А вот — «Третье поколение». И в этом романе присутствуют вопросы, проблемы (искренности, человеческой чуткости), которыми пронизано творчество К. Чорного двадцатых годов.
Михал Творицкий присвоил найденные им банковские деньги и уже окончательно сделался чужим собственной семье и другим людям, отгородился от всего света своим неожиданным «богатством» и недоверием. Жене его Зосе, с ее моральным максимализмом, особенно тяжко — ведь это отец ее дочери, человек, которого она знала когда-то несчастным батраком, с ним жизнь начинала.
И вот в ее хате появляется человек, которому она готова обрадоваться больше, чем кому-нибудь другому,— Назаревский Кондрат. Когда-то, много лет назад, она по-детски, но так искренне помогла ему.
Теперь перед ней был «чистый и стройный человек, с белыми руками, гладко выбритым подбородком». Сколько же времени прошло! Он приехал вести дело об украденных из банка деньгах — дело ее мужа. На его вопрос о муже Зося говорит:
« — Что я думаю! Что он сам говорит?
Он выдержал паузу и сел. Она поняла: ничего он ей про это не скажет — лицо его стало чужим и холодным...
Она думала: «И об Иринке он со мной искренне говорил, и обо мне, и о первом свидании на скуратовическом поле, а тут, в этом деле, он убеждает меня, всяческие намеки делает, не договаривает до конца, молчит — не верит мне. И это тот единственный человек, с которым я бы хотела без конца говорить о всех своих тяжелых минутах».

### [Что сделать]
1: Скопируйте из отрывка о романе «Третье поколение» слово в слово кусок, начиная с «И вот в ее хате» и дальше до «искренне помогла ему.».
2: Перескажите отрывок о романе «Третье поколение» в двух предложениях.
3: Зачем, по отрывку о романе «Третье поколение», Кондрат Назаревский приехал к Зосе?
Строки дальше никак не связаны с отрывком о романе «Третье поколение».

### [Строки из набора]

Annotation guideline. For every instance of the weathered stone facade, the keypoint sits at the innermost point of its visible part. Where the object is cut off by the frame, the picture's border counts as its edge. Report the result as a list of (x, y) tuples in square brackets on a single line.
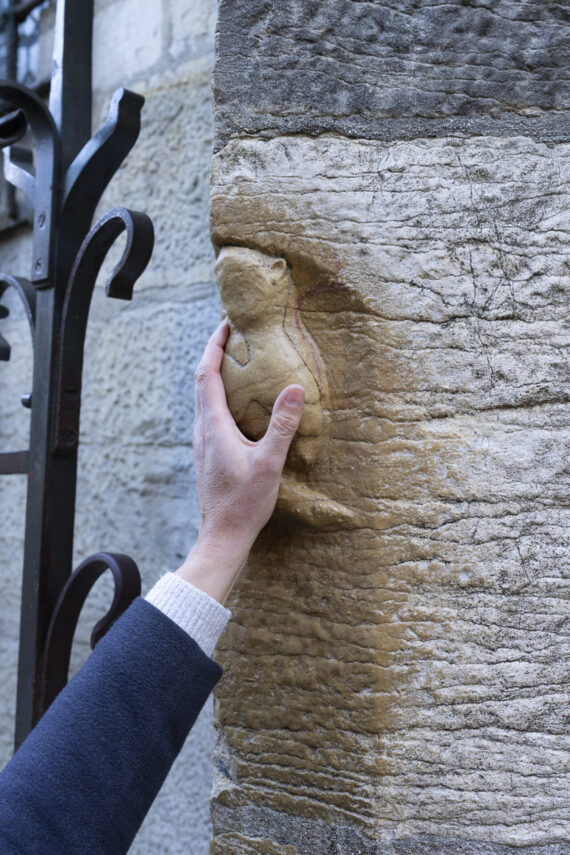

### [Ответы]
1:
И вот в ее хате появляется человек, которому она готова обрадоваться больше, чем кому-нибудь другому,— Назаревский Кондрат. Когда-то, много лет назад, она по-детски, но так искренне помогла ему.

2: Михал Творицкий присвоил найденные банковские деньги и отгородился от семьи и людей, а его жене Зосе от этого особенно тяжело. Вести дело ее мужа приезжает Кондрат Назаревский, которому она когда-то помогла, но в разговоре он молчит и не договаривает, и Зосе кажется, что он ей не верит.

3: Он приехал вести дело об украденных из банка деньгах, то есть дело ее мужа.